#### PROBLEM TO SOLVE:
Your answer must be the full set of records, copied exactly, with no pictures in it.

#### PROVIDED MATERIAL:
↓

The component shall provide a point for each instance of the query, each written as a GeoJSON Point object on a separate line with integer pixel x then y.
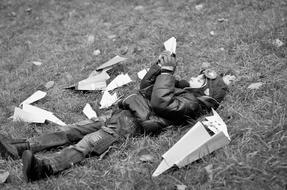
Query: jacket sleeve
{"type": "Point", "coordinates": [171, 103]}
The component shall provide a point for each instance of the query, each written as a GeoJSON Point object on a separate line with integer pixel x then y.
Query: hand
{"type": "Point", "coordinates": [167, 62]}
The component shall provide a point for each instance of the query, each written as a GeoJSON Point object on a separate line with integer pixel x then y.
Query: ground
{"type": "Point", "coordinates": [63, 36]}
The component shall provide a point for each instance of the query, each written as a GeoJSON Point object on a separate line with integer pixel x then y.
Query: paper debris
{"type": "Point", "coordinates": [38, 95]}
{"type": "Point", "coordinates": [142, 73]}
{"type": "Point", "coordinates": [181, 187]}
{"type": "Point", "coordinates": [278, 43]}
{"type": "Point", "coordinates": [119, 81]}
{"type": "Point", "coordinates": [96, 52]}
{"type": "Point", "coordinates": [3, 176]}
{"type": "Point", "coordinates": [38, 63]}
{"type": "Point", "coordinates": [195, 144]}
{"type": "Point", "coordinates": [91, 39]}
{"type": "Point", "coordinates": [33, 114]}
{"type": "Point", "coordinates": [255, 85]}
{"type": "Point", "coordinates": [111, 62]}
{"type": "Point", "coordinates": [89, 112]}
{"type": "Point", "coordinates": [49, 84]}
{"type": "Point", "coordinates": [21, 115]}
{"type": "Point", "coordinates": [170, 45]}
{"type": "Point", "coordinates": [108, 100]}
{"type": "Point", "coordinates": [139, 7]}
{"type": "Point", "coordinates": [199, 7]}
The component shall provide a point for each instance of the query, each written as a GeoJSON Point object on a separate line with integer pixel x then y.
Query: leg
{"type": "Point", "coordinates": [35, 169]}
{"type": "Point", "coordinates": [74, 133]}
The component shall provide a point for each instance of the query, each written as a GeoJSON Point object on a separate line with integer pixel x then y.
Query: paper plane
{"type": "Point", "coordinates": [119, 81]}
{"type": "Point", "coordinates": [89, 112]}
{"type": "Point", "coordinates": [195, 144]}
{"type": "Point", "coordinates": [111, 62]}
{"type": "Point", "coordinates": [170, 45]}
{"type": "Point", "coordinates": [34, 97]}
{"type": "Point", "coordinates": [108, 99]}
{"type": "Point", "coordinates": [33, 114]}
{"type": "Point", "coordinates": [96, 81]}
{"type": "Point", "coordinates": [142, 73]}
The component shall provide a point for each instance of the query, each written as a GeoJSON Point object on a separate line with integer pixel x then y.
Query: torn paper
{"type": "Point", "coordinates": [34, 97]}
{"type": "Point", "coordinates": [119, 81]}
{"type": "Point", "coordinates": [111, 62]}
{"type": "Point", "coordinates": [89, 112]}
{"type": "Point", "coordinates": [108, 100]}
{"type": "Point", "coordinates": [195, 144]}
{"type": "Point", "coordinates": [170, 45]}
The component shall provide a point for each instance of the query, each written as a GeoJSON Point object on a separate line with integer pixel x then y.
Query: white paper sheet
{"type": "Point", "coordinates": [111, 62]}
{"type": "Point", "coordinates": [34, 97]}
{"type": "Point", "coordinates": [89, 112]}
{"type": "Point", "coordinates": [142, 73]}
{"type": "Point", "coordinates": [108, 99]}
{"type": "Point", "coordinates": [119, 81]}
{"type": "Point", "coordinates": [170, 45]}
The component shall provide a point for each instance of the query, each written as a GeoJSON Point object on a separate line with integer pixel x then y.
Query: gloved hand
{"type": "Point", "coordinates": [167, 62]}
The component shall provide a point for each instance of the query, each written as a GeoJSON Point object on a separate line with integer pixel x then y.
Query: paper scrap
{"type": "Point", "coordinates": [108, 99]}
{"type": "Point", "coordinates": [111, 62]}
{"type": "Point", "coordinates": [195, 144]}
{"type": "Point", "coordinates": [89, 112]}
{"type": "Point", "coordinates": [119, 81]}
{"type": "Point", "coordinates": [170, 45]}
{"type": "Point", "coordinates": [142, 73]}
{"type": "Point", "coordinates": [34, 97]}
{"type": "Point", "coordinates": [38, 63]}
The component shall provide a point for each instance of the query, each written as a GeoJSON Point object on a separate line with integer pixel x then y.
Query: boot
{"type": "Point", "coordinates": [35, 169]}
{"type": "Point", "coordinates": [13, 148]}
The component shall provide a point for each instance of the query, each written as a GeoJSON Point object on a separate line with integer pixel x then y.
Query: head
{"type": "Point", "coordinates": [215, 86]}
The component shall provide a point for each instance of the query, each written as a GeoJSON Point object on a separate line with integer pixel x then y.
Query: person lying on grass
{"type": "Point", "coordinates": [161, 101]}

↑

#### EXERCISE OUTPUT:
The component shall provide a point for each instance of the query, each written as a GeoJSON Point object on a separate line with integer pixel x then y.
Query: jacket sleeve
{"type": "Point", "coordinates": [171, 103]}
The component shall provide a point for each instance of the query, each written as a GeoJSON Point object on a separate line with integer pixel x then y.
Query: hand
{"type": "Point", "coordinates": [167, 62]}
The component shall provide a point for each instance of the query, each written as a GeoJSON Point object on a separate line with integer pixel x then y.
Query: ground
{"type": "Point", "coordinates": [63, 36]}
The component shall provide a point for each instance of the query, each written as a GeoJSON Point object on a separate line with integer pixel x then y.
Query: paper debris
{"type": "Point", "coordinates": [38, 95]}
{"type": "Point", "coordinates": [142, 73]}
{"type": "Point", "coordinates": [181, 187]}
{"type": "Point", "coordinates": [278, 43]}
{"type": "Point", "coordinates": [119, 81]}
{"type": "Point", "coordinates": [96, 52]}
{"type": "Point", "coordinates": [3, 176]}
{"type": "Point", "coordinates": [38, 63]}
{"type": "Point", "coordinates": [195, 144]}
{"type": "Point", "coordinates": [91, 39]}
{"type": "Point", "coordinates": [33, 114]}
{"type": "Point", "coordinates": [255, 85]}
{"type": "Point", "coordinates": [111, 62]}
{"type": "Point", "coordinates": [89, 112]}
{"type": "Point", "coordinates": [49, 84]}
{"type": "Point", "coordinates": [21, 115]}
{"type": "Point", "coordinates": [170, 45]}
{"type": "Point", "coordinates": [108, 100]}
{"type": "Point", "coordinates": [139, 7]}
{"type": "Point", "coordinates": [199, 7]}
The component shall provide a point for each instance of the query, each written as a GeoJSON Point object on a separate line with integer pixel x then y.
Query: leg
{"type": "Point", "coordinates": [35, 169]}
{"type": "Point", "coordinates": [74, 133]}
The component shall provide a point for each instance of the query, each written as a GeoJSON Point object on a separate line with integer pixel x then y.
Query: paper plane
{"type": "Point", "coordinates": [119, 81]}
{"type": "Point", "coordinates": [89, 112]}
{"type": "Point", "coordinates": [195, 144]}
{"type": "Point", "coordinates": [111, 62]}
{"type": "Point", "coordinates": [170, 45]}
{"type": "Point", "coordinates": [34, 97]}
{"type": "Point", "coordinates": [108, 99]}
{"type": "Point", "coordinates": [33, 114]}
{"type": "Point", "coordinates": [96, 81]}
{"type": "Point", "coordinates": [142, 73]}
The component shall provide a point for each instance of the query, each written as a GeoJSON Point object on a separate line with integer pixel x then y.
Query: torn paper
{"type": "Point", "coordinates": [34, 97]}
{"type": "Point", "coordinates": [119, 81]}
{"type": "Point", "coordinates": [111, 62]}
{"type": "Point", "coordinates": [89, 112]}
{"type": "Point", "coordinates": [108, 100]}
{"type": "Point", "coordinates": [195, 144]}
{"type": "Point", "coordinates": [170, 45]}
The component shall provide a point for each instance of the query, each written as a GeoJSON Point object on a separate line with integer pixel x then y.
Query: white paper sheet
{"type": "Point", "coordinates": [111, 62]}
{"type": "Point", "coordinates": [34, 97]}
{"type": "Point", "coordinates": [89, 112]}
{"type": "Point", "coordinates": [142, 73]}
{"type": "Point", "coordinates": [108, 99]}
{"type": "Point", "coordinates": [119, 81]}
{"type": "Point", "coordinates": [170, 45]}
The component shall provide a point for each instance of the query, each written as a GeoJSON Point object on a separate line with integer pixel x then y.
Query: gloved hand
{"type": "Point", "coordinates": [167, 62]}
The component shall provide a point for each instance of the query, each written as a GeoJSON Point object on a separate line with integer pixel x then y.
Query: paper scrap
{"type": "Point", "coordinates": [108, 99]}
{"type": "Point", "coordinates": [111, 62]}
{"type": "Point", "coordinates": [195, 144]}
{"type": "Point", "coordinates": [89, 112]}
{"type": "Point", "coordinates": [119, 81]}
{"type": "Point", "coordinates": [170, 45]}
{"type": "Point", "coordinates": [142, 73]}
{"type": "Point", "coordinates": [34, 97]}
{"type": "Point", "coordinates": [38, 63]}
The component shall provide a point for each instance of the query, each written as a GeoJSON Point object on a separate line with integer pixel x then y.
Query: boot
{"type": "Point", "coordinates": [35, 169]}
{"type": "Point", "coordinates": [13, 148]}
The component shall provide a point for each instance of the query, each written as a GeoJSON Point object on a separate line with integer pixel x then y.
Query: head
{"type": "Point", "coordinates": [215, 86]}
The component shall provide a point for each instance of the query, each written as a GeoJSON Point object on a separate line with integer pixel x then y.
Query: person lying on grass
{"type": "Point", "coordinates": [161, 101]}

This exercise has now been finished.